**PROBLEMS:**
1. What does $unset do to a matched array entry, according to the MongoDB question?
2. Reproduce the MongoDB question from "3. $pull all" to "for query 3..".
3. Write the next part of the MongoDB question, continuing after its final sentence.

**EXCERPT PROVIDED:**
++++++++++++++++++++
MongoDB: $pull / $unset with multiple conditions - arrays

Example Document:
{
_id: 42,
foo: {
bar: [1, 2, 3, 3, 4, 5, 5]
}
}
The query:
I'd like to "remove all entries from foo.bar that are $lt: 4 and the first matching entry that matches $eq: 5". Important: The $eq part must only remove a single entry!
I have a working solution, that uses 3 update queries, but that's too much for that simple task. Nevertheless, here's what I did so far:
1. Find the first entry matching $eq: 5 and $unset it. (As you know: $unset doesn't remove it. It just sets it to null):
update(
{ 'foo.bar': 5 },
{ $unset: { 'foo.bar.$': 1 } }
)
2. $pull all entries $eq: null, so that former 5 is really gone:
update(
{},
{ $pull: { 'foo.bar': null } }
)
3. $pull all entries $lt: 4:
update(
{},
{ $pull: { 'foo.bar': { $lt: 4 } } }
)
Resulting Document:
{
_id: 42,
foo: {
bar: [4, 5]
}
}
Ideas and Thoughts:
Extend query 1., so that it will $unset the entries $lt: 4 and one entry $eq: 5. Afterwards we can execute query 2. and there's no need for query 3..
++++++++++++++++++++
**RECORDS:**
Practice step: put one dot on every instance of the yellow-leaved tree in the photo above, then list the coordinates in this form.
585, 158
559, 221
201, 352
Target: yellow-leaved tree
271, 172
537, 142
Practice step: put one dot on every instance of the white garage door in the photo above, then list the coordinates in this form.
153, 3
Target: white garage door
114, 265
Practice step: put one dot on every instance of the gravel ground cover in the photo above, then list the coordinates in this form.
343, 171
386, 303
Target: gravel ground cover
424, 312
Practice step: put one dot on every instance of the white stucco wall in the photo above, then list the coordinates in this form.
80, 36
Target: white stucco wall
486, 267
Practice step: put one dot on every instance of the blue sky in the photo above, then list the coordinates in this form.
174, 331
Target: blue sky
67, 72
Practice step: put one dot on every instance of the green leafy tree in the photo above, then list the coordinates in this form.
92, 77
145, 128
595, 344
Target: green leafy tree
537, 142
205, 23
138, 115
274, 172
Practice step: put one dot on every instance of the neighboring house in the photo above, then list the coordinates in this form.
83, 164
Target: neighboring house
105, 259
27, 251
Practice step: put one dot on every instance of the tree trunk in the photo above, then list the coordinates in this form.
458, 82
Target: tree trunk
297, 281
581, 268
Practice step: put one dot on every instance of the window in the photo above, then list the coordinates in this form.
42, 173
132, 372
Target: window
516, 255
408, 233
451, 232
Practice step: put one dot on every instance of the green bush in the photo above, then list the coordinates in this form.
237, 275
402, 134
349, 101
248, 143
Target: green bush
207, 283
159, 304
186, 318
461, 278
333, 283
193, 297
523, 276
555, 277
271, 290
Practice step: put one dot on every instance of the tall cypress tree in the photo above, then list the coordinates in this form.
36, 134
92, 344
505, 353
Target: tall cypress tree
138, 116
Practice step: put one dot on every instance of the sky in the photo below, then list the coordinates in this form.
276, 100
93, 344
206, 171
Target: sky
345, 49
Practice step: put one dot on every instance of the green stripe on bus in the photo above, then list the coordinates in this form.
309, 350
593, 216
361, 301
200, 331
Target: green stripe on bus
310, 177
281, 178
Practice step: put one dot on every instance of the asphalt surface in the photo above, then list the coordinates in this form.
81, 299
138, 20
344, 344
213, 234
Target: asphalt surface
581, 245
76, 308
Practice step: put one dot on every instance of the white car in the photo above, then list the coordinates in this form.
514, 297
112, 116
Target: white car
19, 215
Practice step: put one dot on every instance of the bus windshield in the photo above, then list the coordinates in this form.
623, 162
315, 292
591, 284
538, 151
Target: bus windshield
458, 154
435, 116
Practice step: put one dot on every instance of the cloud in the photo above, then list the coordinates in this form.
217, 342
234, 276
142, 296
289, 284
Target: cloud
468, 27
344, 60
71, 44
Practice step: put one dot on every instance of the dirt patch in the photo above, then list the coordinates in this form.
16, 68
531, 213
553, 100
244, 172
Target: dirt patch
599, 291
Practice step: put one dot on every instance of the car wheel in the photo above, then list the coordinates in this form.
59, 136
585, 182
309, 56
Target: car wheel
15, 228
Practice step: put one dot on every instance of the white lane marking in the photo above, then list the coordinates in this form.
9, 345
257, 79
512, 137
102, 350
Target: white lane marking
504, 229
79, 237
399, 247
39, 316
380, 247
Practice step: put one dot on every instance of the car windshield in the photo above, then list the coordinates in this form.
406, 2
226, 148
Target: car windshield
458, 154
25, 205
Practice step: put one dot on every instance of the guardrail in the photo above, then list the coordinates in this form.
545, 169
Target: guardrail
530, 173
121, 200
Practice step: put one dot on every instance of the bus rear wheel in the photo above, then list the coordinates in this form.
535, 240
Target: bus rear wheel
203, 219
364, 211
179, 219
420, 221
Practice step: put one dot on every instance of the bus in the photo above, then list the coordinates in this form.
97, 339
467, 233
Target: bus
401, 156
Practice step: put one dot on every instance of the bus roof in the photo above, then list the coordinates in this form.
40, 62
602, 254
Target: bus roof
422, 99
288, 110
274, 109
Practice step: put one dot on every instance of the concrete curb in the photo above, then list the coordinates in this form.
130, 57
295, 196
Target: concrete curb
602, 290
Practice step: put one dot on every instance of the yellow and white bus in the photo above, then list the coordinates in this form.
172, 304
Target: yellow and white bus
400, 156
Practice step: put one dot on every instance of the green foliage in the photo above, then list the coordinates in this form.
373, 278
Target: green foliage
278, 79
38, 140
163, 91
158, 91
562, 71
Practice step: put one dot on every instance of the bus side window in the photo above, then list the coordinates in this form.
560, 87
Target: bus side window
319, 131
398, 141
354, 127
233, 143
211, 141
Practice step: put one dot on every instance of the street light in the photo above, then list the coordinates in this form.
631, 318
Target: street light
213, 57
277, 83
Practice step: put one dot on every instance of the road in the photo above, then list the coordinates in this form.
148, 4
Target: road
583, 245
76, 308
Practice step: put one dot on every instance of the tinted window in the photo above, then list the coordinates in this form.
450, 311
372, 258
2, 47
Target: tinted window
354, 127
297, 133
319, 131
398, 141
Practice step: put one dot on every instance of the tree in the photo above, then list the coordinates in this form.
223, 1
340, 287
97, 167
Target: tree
++++++++++++++++++++
**ANSWERS TO THE PROBLEMS:**
1. It sets the entry to null rather than removing it.

2.
3. $pull all entries $lt: 4:
update(
{},
{ $pull: { 'foo.bar': { $lt: 4 } } }
)
Resulting Document:
{
_id: 42,
foo: {
bar: [4, 5]
}
}
Ideas and Thoughts:
Extend query 1., so that it will $unset the entries $lt: 4 and one entry $eq: 5. Afterwards we can execute query 2. and there's no need for query 3..

3.
Extend query 2. to $pull everything that matches $or: [{$lt: 4}, {$eq: 5}]. Then there's no need for query 3..
Extend query 2. to $pull everything that is $not: { $gte: 4 }. This expression should match $lt: 4 and $eq: null.
I already tried to implement those queries, but sometimes it complained about the query syntax and sometimes the query did execute and just removed nothing.
Would be nice, if someone has a working solution for this.

Not sure if I get your full meaning of this, but to "bulk" update documents you can always take this approach in addition the oringal $pull and adding some "detection" of which documents you need to remove "duplicate" 5 from:
// Remove less than four first
db.collection.update({},{ "$pull": { "foo.bar": { "$lt": 4 } } },{ "multi": true });
// Initialize Bulk
var bulk = db.collection.initializeOrderdBulkOp(),
count = 0;
// Detect and cycle documents with duplicate five to be removed
db.collection.aggregate([
// Project a "reduced" array and calculate if the same size as orig
{ "$project": {
"foo.bar": { "$setUnion": [ "$foo.bar", [] ] },
"same": { "$eq": [
{ "$size": { "$setUnion": [ "$foo.bar", [] ] } },
{ "$size": "$foo.bar" }
] }
}},
// Filter the results that were unchanged
{ "$match": { "same": true } }
]).forEach(function(doc) {
bulk.find({ "_id": doc._id })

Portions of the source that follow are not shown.